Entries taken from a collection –

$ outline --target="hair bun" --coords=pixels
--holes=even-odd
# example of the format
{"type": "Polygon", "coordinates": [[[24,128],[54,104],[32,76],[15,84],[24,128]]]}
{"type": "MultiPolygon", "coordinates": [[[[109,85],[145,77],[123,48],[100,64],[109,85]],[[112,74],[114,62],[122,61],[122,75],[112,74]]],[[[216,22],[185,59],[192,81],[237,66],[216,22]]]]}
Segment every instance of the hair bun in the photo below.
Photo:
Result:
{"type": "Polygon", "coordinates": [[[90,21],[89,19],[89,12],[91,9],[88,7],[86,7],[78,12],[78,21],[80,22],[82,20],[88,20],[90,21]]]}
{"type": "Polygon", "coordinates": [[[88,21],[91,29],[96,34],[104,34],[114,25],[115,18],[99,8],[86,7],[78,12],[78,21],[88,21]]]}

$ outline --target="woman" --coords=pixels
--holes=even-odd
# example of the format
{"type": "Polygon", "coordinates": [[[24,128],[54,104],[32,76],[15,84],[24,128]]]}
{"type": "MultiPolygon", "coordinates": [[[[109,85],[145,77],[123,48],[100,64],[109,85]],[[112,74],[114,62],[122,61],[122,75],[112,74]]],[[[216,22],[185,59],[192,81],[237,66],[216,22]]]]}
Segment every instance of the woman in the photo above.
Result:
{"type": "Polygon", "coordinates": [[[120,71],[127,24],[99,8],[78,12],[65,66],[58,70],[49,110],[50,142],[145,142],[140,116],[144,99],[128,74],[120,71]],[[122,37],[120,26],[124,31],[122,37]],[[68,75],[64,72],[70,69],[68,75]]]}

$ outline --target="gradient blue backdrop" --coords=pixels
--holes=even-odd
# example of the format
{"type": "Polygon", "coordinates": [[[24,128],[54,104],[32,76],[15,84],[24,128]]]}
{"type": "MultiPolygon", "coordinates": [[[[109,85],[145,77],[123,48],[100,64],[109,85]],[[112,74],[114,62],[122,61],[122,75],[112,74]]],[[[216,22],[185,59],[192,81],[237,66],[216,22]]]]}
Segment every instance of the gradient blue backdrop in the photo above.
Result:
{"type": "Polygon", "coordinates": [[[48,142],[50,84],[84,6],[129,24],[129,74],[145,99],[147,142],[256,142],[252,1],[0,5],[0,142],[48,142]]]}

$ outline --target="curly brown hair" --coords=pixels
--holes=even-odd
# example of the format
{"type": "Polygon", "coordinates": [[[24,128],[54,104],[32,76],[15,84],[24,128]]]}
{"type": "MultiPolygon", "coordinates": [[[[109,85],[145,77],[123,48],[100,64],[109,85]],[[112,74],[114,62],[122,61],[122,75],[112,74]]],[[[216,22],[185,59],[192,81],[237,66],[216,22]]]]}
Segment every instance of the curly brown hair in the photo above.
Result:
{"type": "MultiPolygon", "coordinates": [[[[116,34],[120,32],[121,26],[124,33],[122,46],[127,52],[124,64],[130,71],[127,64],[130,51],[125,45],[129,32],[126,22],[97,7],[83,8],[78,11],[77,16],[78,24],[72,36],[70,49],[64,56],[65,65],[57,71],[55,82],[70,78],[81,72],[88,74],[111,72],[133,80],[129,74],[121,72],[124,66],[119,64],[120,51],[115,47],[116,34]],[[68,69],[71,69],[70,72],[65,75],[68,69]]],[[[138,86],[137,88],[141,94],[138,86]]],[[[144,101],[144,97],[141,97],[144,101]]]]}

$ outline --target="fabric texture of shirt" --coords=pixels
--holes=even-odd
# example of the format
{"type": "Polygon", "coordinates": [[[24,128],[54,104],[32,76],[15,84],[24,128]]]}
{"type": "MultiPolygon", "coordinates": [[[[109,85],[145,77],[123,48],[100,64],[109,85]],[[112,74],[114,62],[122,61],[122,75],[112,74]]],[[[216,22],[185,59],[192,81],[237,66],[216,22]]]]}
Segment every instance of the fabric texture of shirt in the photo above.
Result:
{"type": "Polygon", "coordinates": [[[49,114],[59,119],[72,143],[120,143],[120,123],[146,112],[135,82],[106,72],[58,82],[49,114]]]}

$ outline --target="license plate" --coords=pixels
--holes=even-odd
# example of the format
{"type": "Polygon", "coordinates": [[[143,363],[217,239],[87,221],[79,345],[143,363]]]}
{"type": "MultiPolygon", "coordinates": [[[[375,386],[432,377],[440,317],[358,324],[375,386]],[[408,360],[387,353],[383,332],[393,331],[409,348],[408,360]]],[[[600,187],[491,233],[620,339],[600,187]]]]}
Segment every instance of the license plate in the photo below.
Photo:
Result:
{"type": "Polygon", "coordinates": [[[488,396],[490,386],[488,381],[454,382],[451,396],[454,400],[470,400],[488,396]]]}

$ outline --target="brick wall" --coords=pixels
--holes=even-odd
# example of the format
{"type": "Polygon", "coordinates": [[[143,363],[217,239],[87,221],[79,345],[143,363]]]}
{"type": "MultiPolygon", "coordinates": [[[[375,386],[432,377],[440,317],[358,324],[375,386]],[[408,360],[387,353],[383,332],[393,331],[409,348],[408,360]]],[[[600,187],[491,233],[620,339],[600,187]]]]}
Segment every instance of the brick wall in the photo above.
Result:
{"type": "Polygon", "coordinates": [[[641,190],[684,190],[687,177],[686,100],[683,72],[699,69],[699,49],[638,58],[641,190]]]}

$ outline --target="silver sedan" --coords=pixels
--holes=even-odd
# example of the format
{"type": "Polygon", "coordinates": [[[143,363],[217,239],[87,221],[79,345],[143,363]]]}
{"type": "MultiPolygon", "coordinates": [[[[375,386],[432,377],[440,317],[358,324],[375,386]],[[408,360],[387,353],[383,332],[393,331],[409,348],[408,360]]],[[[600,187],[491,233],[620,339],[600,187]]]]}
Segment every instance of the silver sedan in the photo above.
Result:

STATED PROBLEM – Copy each line of the data above without altering a single character.

SOLUTION FOR THIS PROBLEM –
$ outline --target="hair bun" --coords=pixels
--holes=even-odd
# example of the format
{"type": "Polygon", "coordinates": [[[24,128],[54,104],[32,76],[15,84],[24,128]]]}
{"type": "MultiPolygon", "coordinates": [[[[109,85],[145,77],[123,48],[100,64],[109,85]],[[112,74],[114,62],[122,61],[122,75],[112,74]]],[[[216,22],[185,59],[192,81],[237,66],[216,22]]]]}
Segment every instance of the hair bun in the photo below.
Photo:
Result:
{"type": "Polygon", "coordinates": [[[90,21],[89,19],[89,12],[91,9],[88,7],[86,7],[78,12],[78,21],[80,22],[82,20],[88,20],[90,21]]]}
{"type": "Polygon", "coordinates": [[[88,21],[91,29],[96,34],[104,34],[114,25],[115,18],[99,8],[86,7],[78,12],[78,21],[88,21]]]}

$ outline --target="woman" --coords=pixels
--holes=even-odd
# example of the format
{"type": "Polygon", "coordinates": [[[24,128],[54,104],[32,76],[15,84],[24,128]]]}
{"type": "MultiPolygon", "coordinates": [[[[109,85],[145,77],[123,48],[100,64],[109,85]],[[112,74],[114,62],[122,61],[122,75],[112,74]]],[[[216,22],[185,59],[192,81],[237,66],[216,22]]]]}
Segment every instance of the woman in the photo above.
Result:
{"type": "Polygon", "coordinates": [[[120,71],[127,24],[99,8],[78,12],[65,66],[58,70],[49,110],[50,142],[145,142],[140,116],[144,99],[128,74],[120,71]],[[122,37],[120,26],[124,31],[122,37]],[[68,75],[64,72],[70,69],[68,75]]]}

$ outline --target="gradient blue backdrop" --coords=pixels
--holes=even-odd
# example of the format
{"type": "Polygon", "coordinates": [[[24,128],[54,104],[32,76],[15,84],[24,128]]]}
{"type": "MultiPolygon", "coordinates": [[[[109,85],[145,77],[123,48],[100,64],[109,85]],[[112,74],[114,62],[122,61],[122,75],[112,74]]],[[[216,22],[185,59],[192,81],[237,66],[216,22]]]]}
Segment every instance of the gradient blue backdrop in the photo above.
Result:
{"type": "Polygon", "coordinates": [[[48,142],[50,84],[84,6],[129,24],[129,74],[145,99],[147,142],[256,142],[252,1],[0,5],[0,142],[48,142]]]}

$ outline --target="curly brown hair" --coords=pixels
--holes=even-odd
# example of the format
{"type": "Polygon", "coordinates": [[[24,128],[54,104],[32,76],[15,84],[24,128]]]}
{"type": "MultiPolygon", "coordinates": [[[[109,85],[145,77],[123,48],[100,64],[109,85]],[[112,74],[114,62],[122,61],[122,75],[112,74]]],[[[216,22],[185,59],[192,81],[237,66],[216,22]]]]}
Segment every instance of the curly brown hair in the photo above.
Result:
{"type": "MultiPolygon", "coordinates": [[[[116,34],[120,32],[121,26],[124,33],[122,46],[127,52],[124,64],[130,71],[127,64],[130,51],[125,45],[129,32],[126,22],[97,7],[83,8],[78,11],[77,16],[78,24],[72,36],[70,49],[64,56],[65,65],[57,71],[55,82],[70,78],[81,72],[88,74],[111,72],[133,80],[129,74],[121,72],[124,66],[119,64],[120,51],[115,47],[116,34]],[[68,69],[71,69],[70,72],[65,75],[68,69]]],[[[138,86],[137,88],[141,94],[138,86]]],[[[144,101],[144,97],[141,97],[144,101]]]]}

$ outline --target="fabric texture of shirt" --coords=pixels
--holes=even-odd
# example of the format
{"type": "Polygon", "coordinates": [[[24,128],[54,104],[32,76],[15,84],[24,128]]]}
{"type": "MultiPolygon", "coordinates": [[[[109,85],[145,77],[123,48],[100,64],[109,85]],[[112,74],[114,62],[122,61],[122,75],[112,74]]],[[[216,22],[185,59],[192,81],[237,66],[216,22]]]]}
Segment every instance of the fabric texture of shirt in the photo above.
Result:
{"type": "Polygon", "coordinates": [[[49,114],[59,119],[72,143],[120,143],[120,123],[146,112],[135,82],[106,72],[58,82],[49,114]]]}

$ outline --target="license plate" --coords=pixels
--holes=even-odd
# example of the format
{"type": "Polygon", "coordinates": [[[143,363],[217,239],[87,221],[79,345],[143,363]]]}
{"type": "MultiPolygon", "coordinates": [[[[375,386],[432,377],[440,317],[358,324],[375,386]],[[408,360],[387,353],[383,332],[393,331],[409,348],[408,360]]],[[[600,187],[491,233],[620,339],[600,187]]]]}
Segment every instance of the license plate in the photo below.
Photo:
Result:
{"type": "Polygon", "coordinates": [[[488,396],[490,386],[488,381],[454,382],[451,396],[454,400],[470,400],[488,396]]]}

$ outline --target="brick wall" --coords=pixels
--holes=even-odd
# example of the format
{"type": "Polygon", "coordinates": [[[143,363],[217,239],[87,221],[79,345],[143,363]]]}
{"type": "MultiPolygon", "coordinates": [[[[375,386],[432,377],[440,317],[358,324],[375,386]],[[408,360],[387,353],[383,332],[393,331],[409,348],[408,360]]],[[[600,187],[491,233],[620,339],[600,187]]]]}
Segment every instance of the brick wall in the photo above.
Result:
{"type": "Polygon", "coordinates": [[[641,190],[684,190],[687,177],[686,100],[683,72],[699,69],[699,49],[638,58],[641,190]]]}

$ outline --target="silver sedan" --coords=pixels
--holes=even-odd
# example of the format
{"type": "Polygon", "coordinates": [[[143,363],[217,239],[87,221],[79,345],[143,363]]]}
{"type": "MultiPolygon", "coordinates": [[[[375,386],[432,377],[440,317],[358,324],[375,386]],[[408,360],[387,353],[383,332],[393,331],[409,348],[408,360]]],[[[600,187],[491,233],[620,339],[600,187]]]]}
Segment every instance of the silver sedan in the photo above.
Result:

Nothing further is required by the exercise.